Begin Record list
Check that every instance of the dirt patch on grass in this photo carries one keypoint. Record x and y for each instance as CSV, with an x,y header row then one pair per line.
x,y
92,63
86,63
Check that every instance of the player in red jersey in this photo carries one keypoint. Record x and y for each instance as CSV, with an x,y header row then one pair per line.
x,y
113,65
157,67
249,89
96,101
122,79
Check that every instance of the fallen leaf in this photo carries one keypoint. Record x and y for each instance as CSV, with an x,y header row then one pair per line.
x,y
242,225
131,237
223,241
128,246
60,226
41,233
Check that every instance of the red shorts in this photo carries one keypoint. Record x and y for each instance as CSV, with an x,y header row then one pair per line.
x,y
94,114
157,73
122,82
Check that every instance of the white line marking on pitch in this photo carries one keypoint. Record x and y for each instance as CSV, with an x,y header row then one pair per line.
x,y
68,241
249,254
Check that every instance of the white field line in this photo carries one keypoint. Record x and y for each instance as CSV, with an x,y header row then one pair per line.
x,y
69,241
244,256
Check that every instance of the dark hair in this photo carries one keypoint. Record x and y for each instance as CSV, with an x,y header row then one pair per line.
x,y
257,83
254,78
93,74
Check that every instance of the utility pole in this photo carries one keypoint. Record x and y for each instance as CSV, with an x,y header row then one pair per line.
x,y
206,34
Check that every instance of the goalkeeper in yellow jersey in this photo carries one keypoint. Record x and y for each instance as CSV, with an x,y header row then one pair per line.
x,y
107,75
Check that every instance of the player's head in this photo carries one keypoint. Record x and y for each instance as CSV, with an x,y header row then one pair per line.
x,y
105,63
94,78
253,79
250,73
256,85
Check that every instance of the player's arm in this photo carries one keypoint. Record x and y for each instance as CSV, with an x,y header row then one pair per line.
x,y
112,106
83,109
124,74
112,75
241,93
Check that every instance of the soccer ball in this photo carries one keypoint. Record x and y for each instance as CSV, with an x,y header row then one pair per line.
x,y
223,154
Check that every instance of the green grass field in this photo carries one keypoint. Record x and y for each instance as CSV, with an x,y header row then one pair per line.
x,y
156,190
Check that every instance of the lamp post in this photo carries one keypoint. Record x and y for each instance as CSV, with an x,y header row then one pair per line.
End Record list
Please turn the listing, starting at the line that has "Check that every instance of the player's head" and running through the end, into a numbered list that leaves out blank lines.

1. Check that every instance of the player's head in this photo carries one keypoint. Record x and y for each instance as CSV, with an x,y header row then one pair per line.
2. x,y
3. 105,63
4. 94,78
5. 253,79
6. 250,73
7. 256,85
8. Check that every instance of the player's arm in this photo carries one keypoint. Record x and y for each instance as CSV, with an x,y header row then one pair per line.
9. x,y
10. 112,106
11. 83,109
12. 124,74
13. 112,75
14. 241,93
15. Check that every instance of the soccer ball in this photo carries one keypoint. Record x and y for each instance as CSV, with an x,y header row then one pair per line.
16. x,y
17. 223,154
18. Check that every instance of the green grass field in this photo carries one keypoint. Record x and y for each instance as CSV, with an x,y header row then one pair per line.
19. x,y
20. 156,190
21. Check that every instance of the lamp post in this photo carries one keypoint. Record x and y for each instance as CSV, with an x,y header row then one pair per line.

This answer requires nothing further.